<<<<

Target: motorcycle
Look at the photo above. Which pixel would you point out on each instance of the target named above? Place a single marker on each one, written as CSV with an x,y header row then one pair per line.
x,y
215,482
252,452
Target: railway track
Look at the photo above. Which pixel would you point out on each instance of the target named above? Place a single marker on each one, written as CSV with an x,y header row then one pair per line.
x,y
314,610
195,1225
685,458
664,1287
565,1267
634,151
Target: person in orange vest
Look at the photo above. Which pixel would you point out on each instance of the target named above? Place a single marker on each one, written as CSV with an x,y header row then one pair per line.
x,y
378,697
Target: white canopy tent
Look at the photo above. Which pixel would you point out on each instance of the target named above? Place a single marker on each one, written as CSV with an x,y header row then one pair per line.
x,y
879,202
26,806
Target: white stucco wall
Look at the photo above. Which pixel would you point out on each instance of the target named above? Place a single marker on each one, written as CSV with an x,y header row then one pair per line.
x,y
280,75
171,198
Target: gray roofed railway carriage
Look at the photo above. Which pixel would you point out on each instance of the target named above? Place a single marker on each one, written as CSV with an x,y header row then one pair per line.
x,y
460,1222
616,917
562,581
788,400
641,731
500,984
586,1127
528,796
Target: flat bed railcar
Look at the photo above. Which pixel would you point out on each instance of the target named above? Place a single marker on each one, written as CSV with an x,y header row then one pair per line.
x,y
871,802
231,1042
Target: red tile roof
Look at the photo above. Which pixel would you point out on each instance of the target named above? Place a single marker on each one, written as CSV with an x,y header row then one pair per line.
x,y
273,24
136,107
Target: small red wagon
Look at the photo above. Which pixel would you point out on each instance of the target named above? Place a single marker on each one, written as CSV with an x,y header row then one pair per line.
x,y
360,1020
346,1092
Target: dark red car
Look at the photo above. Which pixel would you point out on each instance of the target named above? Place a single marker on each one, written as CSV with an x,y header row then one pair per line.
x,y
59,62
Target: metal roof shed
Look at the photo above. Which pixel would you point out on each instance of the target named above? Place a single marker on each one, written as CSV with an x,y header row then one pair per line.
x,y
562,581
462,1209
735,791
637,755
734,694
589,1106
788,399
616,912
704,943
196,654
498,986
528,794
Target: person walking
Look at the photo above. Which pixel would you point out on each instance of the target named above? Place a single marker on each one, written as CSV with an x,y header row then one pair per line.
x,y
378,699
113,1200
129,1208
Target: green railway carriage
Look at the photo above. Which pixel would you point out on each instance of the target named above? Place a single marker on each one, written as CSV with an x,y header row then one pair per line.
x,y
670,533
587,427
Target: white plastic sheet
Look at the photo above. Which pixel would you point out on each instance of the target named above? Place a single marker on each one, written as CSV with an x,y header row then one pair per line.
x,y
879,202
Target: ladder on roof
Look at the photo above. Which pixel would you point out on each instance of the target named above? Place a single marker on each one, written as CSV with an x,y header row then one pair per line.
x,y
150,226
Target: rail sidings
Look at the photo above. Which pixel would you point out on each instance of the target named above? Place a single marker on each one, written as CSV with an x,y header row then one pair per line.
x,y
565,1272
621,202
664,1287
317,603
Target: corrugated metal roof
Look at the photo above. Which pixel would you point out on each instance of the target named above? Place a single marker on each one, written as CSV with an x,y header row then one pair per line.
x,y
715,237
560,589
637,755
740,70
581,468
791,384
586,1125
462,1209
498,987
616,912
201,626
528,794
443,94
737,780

>>>>

Written exercise: Convert all the lines above into a JSON list of strings, one string per line, leaving out any blank lines.

Result:
[
  "Target: motorcycle",
  "Look at the photo above. Which pixel would you point out on each instance of the target named above? Place a single marker on each one, written as CSV with an x,y header row then one pair per line.",
  "x,y",
  "215,482",
  "252,452",
  "Target: railway track",
  "Look at the photo above. Which pixel would you point out on each instance of the target named above? Place a single marker on each one, written as CSV with an x,y header row then one pair per line.",
  "x,y",
  "314,610",
  "195,1225",
  "685,458",
  "664,1287",
  "565,1267",
  "634,151",
  "Target: person in orange vest",
  "Look at the photo above. Which pixel would you point out on each instance of the target named above? Place a single marker on each one, written as CSV with an x,y header row then one pair per line.",
  "x,y",
  "378,697",
  "Target: white canopy tent",
  "Look at the photo above. Which pixel would you point out on each instance of the target named above? Place a single marker on each one, written as CSV with an x,y header row then one pair per line.",
  "x,y",
  "879,202",
  "26,806",
  "Target: white stucco wall",
  "Look at the photo above. Which pixel would you point out on each instance of the target named above? Place a single marker on each one, written as CSV with an x,y header row then one pair per line.",
  "x,y",
  "280,75",
  "171,198",
  "Target: gray roofed railway carriage",
  "Look at the photo above. Which pixel would you point out on each instance of the target named above? Place a single marker on each one, written as CSV with an x,y header row then one pair per line.",
  "x,y",
  "460,1222",
  "616,917",
  "562,581",
  "788,400",
  "641,731",
  "500,984",
  "586,1127",
  "528,796",
  "Target: flat bed railcar",
  "Look at the photo above. Which pixel would you point out on each instance of the target named above? Place a single marker on each one, written as CSV with an x,y header row then one pair per line.",
  "x,y",
  "871,802",
  "231,1042",
  "Target: red tile roof",
  "Look at the photo above. Which pixel would you point out on each instance of the target named above? Place a single marker on each one, written as CSV with an x,y header row then one pair per line.",
  "x,y",
  "273,24",
  "136,107",
  "Target: small red wagon",
  "Look at the photo above. Which pixel would you point out on each instance of the target named above? Place a single marker on each one, written as CSV with an x,y header row then one pair per line.",
  "x,y",
  "360,1020",
  "346,1092",
  "Target: dark red car",
  "Look at the photo above. Which pixel would you point out on each instance of the target named above? Place a single marker on each one, written as CSV with an x,y header row then one pair per line.",
  "x,y",
  "59,62",
  "Target: metal roof shed",
  "Look at the photo above. Which pixel would you point out on each instance of the target named above? Place a single marker on each one, written as CSV with an x,y header row then one pair per line.",
  "x,y",
  "562,581",
  "462,1209",
  "735,791",
  "637,755",
  "734,694",
  "589,1106",
  "788,399",
  "616,912",
  "704,943",
  "196,654",
  "498,986",
  "528,794",
  "Target: person walking",
  "Look at the photo above. Which pixel would you point out on each instance of the target named above? Place a single marker on each one, written as CSV with an x,y header row then one pair per line.",
  "x,y",
  "378,699",
  "113,1200",
  "129,1208",
  "Target: green railway carriage",
  "Look at the photo above. Which pixel would you point out on each instance of the target named above? Place a single marker on each one, written as CSV with an x,y header row then one pair per line.",
  "x,y",
  "670,533",
  "587,427",
  "Target: white plastic sheet",
  "Look at the photo above. Which pixel would you point out on each instance of the target named above? Place a single marker on each one, written as CSV with an x,y header row then one pair per line.",
  "x,y",
  "879,202",
  "Target: ladder on roof",
  "Look at the photo above. Which pixel would you point out on each instance of the target named above? Place a single marker on each one, written as CSV with an x,y header row then one pair per line.",
  "x,y",
  "150,226",
  "Target: rail sidings",
  "Look at the photo above. Which pixel would you point out on each instance of the target named above? Place a single marker on each one, written as CSV with an x,y header row then one pair per line.",
  "x,y",
  "565,1272",
  "621,202",
  "664,1287",
  "317,603",
  "Target: corrugated metal roof",
  "Look at the photo above. Which pixel would you point out on each instance of the target named above? Place a single marker on each one, written as CSV with an x,y header row then one pair per line.",
  "x,y",
  "715,237",
  "560,589",
  "637,755",
  "740,70",
  "581,468",
  "791,384",
  "586,1125",
  "462,1209",
  "498,987",
  "616,912",
  "201,626",
  "528,794",
  "443,94",
  "737,780"
]